-------- Input rows --------

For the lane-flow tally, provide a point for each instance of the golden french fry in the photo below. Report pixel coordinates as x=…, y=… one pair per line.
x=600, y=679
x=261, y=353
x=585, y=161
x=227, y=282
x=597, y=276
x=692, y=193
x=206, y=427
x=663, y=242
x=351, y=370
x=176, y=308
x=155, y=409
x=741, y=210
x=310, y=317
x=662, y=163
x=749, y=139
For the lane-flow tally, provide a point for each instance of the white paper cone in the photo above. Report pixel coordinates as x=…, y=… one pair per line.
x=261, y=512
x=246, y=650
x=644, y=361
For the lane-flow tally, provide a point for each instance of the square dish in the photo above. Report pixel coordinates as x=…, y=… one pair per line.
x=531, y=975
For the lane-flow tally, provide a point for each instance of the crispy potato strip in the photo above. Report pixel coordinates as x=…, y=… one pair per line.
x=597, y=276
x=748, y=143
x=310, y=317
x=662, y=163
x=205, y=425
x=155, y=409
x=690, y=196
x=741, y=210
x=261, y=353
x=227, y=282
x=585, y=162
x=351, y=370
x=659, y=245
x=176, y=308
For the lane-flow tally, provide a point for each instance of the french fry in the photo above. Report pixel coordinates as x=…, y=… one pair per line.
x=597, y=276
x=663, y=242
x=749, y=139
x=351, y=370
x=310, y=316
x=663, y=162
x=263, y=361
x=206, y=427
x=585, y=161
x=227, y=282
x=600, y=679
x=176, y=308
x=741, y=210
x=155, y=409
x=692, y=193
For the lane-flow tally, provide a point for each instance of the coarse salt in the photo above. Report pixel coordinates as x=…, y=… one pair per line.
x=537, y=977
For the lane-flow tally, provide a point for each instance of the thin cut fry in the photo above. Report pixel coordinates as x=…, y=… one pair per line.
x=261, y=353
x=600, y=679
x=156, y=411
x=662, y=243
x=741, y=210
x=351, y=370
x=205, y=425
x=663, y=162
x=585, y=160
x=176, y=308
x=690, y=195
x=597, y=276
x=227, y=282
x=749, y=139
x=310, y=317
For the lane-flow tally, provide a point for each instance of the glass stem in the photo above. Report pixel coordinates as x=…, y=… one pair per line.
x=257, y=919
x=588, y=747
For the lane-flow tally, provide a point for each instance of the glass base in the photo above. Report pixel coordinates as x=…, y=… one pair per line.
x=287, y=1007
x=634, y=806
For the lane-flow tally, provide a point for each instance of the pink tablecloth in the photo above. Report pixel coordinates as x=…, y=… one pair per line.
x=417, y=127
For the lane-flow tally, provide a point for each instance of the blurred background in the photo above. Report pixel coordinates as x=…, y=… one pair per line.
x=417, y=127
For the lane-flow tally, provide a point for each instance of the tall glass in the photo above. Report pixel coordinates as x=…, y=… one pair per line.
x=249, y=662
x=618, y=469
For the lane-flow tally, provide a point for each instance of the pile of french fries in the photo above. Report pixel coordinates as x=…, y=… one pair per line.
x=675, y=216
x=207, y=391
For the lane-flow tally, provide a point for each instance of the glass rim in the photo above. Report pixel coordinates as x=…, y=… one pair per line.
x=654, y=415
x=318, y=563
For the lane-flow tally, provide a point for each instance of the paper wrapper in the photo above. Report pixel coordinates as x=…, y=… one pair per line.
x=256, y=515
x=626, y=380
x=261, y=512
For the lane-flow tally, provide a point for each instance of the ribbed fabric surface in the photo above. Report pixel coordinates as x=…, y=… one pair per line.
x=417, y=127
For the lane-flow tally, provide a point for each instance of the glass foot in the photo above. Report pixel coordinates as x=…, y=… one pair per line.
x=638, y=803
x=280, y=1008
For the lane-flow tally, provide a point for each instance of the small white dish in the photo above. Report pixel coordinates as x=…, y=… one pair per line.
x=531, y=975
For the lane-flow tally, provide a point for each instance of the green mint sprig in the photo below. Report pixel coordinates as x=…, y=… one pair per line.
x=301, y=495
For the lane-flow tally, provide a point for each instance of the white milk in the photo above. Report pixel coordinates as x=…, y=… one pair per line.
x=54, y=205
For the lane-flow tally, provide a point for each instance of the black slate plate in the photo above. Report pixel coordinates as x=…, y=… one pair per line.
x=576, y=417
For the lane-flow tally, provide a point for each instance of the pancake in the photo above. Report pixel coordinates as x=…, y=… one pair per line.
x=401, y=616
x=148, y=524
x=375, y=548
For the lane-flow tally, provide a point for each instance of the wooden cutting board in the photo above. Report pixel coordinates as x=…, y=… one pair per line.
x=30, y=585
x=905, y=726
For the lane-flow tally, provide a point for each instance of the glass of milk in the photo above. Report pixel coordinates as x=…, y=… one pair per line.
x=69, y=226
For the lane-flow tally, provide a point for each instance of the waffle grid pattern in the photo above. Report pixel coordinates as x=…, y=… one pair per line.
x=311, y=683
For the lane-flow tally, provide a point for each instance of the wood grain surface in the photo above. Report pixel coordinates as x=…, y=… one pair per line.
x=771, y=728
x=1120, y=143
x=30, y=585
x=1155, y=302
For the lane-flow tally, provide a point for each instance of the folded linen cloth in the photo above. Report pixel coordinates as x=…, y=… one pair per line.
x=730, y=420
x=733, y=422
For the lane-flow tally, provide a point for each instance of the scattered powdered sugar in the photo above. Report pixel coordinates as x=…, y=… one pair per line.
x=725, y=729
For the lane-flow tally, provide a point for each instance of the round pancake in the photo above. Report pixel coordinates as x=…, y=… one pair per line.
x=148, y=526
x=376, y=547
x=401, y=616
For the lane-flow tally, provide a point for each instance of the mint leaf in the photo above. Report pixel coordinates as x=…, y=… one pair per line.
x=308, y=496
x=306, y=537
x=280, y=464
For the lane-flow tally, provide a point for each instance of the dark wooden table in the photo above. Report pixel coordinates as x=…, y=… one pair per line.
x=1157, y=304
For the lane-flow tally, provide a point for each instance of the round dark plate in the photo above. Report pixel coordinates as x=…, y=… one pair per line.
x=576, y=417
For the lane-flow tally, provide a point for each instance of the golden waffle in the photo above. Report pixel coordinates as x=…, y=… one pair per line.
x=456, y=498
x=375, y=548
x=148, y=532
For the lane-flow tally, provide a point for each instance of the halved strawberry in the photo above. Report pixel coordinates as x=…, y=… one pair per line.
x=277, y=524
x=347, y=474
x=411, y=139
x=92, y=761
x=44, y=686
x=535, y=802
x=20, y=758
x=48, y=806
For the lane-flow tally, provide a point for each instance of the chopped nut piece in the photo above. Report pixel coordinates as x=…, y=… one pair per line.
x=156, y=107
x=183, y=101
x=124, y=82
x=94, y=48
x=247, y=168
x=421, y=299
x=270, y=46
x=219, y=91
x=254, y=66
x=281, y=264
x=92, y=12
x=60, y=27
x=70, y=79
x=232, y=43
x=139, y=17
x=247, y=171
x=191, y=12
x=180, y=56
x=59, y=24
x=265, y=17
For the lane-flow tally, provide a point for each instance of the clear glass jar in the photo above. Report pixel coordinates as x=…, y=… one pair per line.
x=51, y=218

--------

# Do this:
Rewrite everything from the line containing "the golden waffle" down to the line containing "x=148, y=532" as a Markdown table with the columns No. and Line. Number each line and leave out any blank lines.

# Task solution:
| No. | Line |
|---|---|
| 1 | For the lane-flow tally, provide a point for each instance of the golden waffle in the photo above. Report pixel coordinates as x=…, y=… one pair per line. |
| 2 | x=456, y=498 |
| 3 | x=375, y=548 |
| 4 | x=148, y=532 |